Written problem: Copy the entries below character for character, starting at the very first line and ending with the line that contains "156], [333, 150]]]", including that line, and leave the pictures out of your copy.

__________

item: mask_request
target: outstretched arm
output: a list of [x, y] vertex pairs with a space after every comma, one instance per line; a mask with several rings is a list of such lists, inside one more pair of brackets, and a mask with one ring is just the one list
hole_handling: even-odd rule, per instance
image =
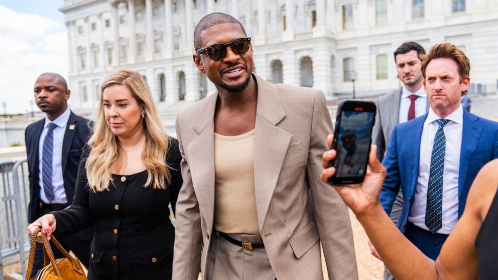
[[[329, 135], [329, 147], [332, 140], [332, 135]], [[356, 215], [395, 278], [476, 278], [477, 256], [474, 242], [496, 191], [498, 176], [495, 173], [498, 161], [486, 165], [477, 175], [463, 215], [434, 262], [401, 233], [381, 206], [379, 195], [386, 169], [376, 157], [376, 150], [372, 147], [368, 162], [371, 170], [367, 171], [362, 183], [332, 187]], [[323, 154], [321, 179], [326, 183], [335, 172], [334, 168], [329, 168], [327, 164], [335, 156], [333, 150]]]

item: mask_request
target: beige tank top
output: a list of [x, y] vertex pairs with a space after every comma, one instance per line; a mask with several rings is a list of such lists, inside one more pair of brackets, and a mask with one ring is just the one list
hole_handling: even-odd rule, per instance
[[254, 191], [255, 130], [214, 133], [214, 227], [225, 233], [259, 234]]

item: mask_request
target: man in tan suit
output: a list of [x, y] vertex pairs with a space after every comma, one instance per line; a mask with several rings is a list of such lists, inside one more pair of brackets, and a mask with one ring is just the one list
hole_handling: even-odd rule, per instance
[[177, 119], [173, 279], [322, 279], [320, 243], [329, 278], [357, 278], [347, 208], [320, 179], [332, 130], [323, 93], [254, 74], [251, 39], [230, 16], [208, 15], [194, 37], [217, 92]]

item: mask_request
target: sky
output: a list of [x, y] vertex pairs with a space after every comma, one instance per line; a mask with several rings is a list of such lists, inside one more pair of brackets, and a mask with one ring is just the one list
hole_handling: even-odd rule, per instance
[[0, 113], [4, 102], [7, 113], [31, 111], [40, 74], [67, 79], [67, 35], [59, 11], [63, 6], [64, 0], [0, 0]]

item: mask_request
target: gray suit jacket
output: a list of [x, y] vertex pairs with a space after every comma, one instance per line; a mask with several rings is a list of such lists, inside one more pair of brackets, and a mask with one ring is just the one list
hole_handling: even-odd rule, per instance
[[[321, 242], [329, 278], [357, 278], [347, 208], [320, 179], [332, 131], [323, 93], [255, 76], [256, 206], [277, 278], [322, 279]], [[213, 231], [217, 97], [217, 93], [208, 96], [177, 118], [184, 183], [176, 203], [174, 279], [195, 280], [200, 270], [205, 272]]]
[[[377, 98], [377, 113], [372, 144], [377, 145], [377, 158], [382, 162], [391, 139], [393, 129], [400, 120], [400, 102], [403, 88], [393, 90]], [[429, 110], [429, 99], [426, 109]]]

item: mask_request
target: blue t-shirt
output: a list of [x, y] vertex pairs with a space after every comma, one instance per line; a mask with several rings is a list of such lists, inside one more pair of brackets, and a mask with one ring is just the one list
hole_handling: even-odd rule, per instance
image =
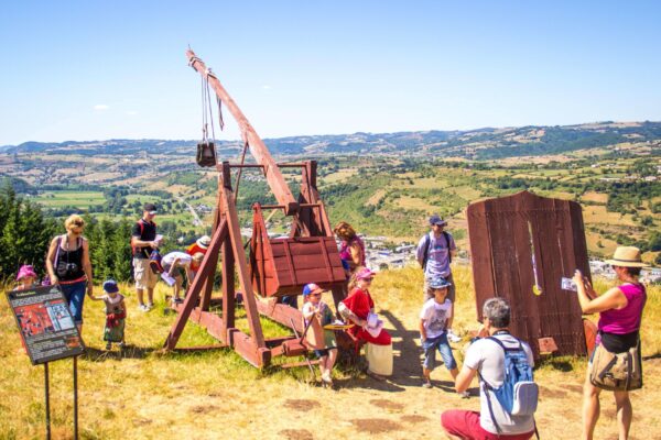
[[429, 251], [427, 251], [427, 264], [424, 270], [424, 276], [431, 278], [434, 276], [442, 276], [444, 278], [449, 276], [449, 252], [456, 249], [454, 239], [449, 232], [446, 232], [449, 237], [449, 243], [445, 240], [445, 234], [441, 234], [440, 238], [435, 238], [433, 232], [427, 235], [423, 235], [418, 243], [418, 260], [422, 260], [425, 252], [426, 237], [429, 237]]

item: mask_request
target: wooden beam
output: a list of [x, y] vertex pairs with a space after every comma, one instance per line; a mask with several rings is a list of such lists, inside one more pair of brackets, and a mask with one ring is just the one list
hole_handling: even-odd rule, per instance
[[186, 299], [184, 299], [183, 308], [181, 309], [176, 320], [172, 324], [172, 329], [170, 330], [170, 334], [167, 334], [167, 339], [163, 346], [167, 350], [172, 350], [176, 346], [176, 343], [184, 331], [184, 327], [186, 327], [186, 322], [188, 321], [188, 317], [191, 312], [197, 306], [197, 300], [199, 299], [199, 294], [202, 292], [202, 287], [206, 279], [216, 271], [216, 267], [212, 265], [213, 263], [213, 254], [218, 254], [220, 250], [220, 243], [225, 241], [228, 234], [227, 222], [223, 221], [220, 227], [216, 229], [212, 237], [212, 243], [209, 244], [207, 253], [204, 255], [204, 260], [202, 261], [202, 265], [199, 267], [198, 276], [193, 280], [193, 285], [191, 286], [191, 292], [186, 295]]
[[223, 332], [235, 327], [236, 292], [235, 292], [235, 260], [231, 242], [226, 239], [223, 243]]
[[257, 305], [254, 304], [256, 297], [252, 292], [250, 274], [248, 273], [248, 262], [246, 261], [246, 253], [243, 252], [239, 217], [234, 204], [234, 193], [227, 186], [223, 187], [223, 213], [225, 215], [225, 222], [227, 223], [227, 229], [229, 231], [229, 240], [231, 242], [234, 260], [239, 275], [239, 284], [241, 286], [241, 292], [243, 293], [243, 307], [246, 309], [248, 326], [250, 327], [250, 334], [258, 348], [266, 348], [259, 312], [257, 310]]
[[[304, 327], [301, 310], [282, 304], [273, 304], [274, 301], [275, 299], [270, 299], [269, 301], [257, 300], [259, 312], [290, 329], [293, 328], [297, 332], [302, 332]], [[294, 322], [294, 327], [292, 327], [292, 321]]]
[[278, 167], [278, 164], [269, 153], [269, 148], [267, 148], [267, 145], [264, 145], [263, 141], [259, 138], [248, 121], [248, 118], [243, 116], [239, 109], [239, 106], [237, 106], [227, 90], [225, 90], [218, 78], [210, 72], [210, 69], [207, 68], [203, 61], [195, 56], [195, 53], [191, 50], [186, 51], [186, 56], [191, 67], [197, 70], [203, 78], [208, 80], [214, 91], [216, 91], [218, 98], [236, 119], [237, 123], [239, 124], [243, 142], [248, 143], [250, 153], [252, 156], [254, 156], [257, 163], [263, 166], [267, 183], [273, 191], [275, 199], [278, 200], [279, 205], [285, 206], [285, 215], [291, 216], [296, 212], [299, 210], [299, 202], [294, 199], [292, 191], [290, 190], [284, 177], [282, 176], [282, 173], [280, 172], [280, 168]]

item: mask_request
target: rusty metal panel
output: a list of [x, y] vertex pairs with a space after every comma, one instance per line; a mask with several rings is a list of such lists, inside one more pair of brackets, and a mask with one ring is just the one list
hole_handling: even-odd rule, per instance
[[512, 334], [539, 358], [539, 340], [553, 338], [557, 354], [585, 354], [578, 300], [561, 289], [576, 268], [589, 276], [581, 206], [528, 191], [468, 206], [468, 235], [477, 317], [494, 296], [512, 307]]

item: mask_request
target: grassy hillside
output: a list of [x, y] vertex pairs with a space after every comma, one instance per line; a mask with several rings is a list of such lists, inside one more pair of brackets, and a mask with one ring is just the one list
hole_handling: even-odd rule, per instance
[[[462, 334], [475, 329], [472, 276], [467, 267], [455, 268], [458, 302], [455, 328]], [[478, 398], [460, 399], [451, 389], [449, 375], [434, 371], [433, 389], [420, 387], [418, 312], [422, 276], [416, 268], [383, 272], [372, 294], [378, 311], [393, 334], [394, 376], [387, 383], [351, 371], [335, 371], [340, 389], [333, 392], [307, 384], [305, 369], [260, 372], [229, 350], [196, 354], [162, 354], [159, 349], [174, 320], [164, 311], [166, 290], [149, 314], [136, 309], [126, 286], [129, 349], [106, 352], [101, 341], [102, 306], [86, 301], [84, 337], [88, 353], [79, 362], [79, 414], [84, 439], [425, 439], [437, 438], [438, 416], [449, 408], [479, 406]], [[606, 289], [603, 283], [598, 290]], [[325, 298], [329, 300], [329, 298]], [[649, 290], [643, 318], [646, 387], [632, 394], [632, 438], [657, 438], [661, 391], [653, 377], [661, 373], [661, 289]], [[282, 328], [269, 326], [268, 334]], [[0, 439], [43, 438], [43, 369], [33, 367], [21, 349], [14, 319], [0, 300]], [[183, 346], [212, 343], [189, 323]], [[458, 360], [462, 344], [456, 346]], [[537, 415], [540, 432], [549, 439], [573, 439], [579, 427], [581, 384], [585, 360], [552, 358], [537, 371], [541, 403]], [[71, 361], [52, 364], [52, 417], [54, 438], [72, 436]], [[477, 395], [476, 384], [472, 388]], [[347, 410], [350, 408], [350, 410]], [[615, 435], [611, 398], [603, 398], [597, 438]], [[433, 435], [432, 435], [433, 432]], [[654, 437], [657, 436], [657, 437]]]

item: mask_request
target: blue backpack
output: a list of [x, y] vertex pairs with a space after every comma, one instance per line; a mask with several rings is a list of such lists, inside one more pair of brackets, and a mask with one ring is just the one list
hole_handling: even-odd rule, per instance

__________

Answer for this exercise:
item: mask_request
target: outstretched arm
output: a list of [x, y] vertex pairs with a space after every comma, one instance per line; a mask with several rings is a list of such lists, inside one more pair of brackets, and a mask with one ring is just the one list
hole_handling: even-odd rule, per instance
image =
[[[329, 135], [329, 147], [332, 140], [332, 135]], [[356, 215], [395, 278], [476, 278], [477, 256], [474, 242], [496, 191], [498, 176], [495, 173], [498, 161], [486, 165], [477, 175], [463, 215], [434, 262], [401, 233], [381, 206], [379, 195], [386, 169], [376, 157], [376, 150], [372, 147], [368, 162], [371, 170], [367, 171], [362, 183], [332, 187]], [[323, 154], [321, 179], [326, 183], [335, 172], [334, 168], [329, 168], [327, 164], [335, 156], [333, 150]]]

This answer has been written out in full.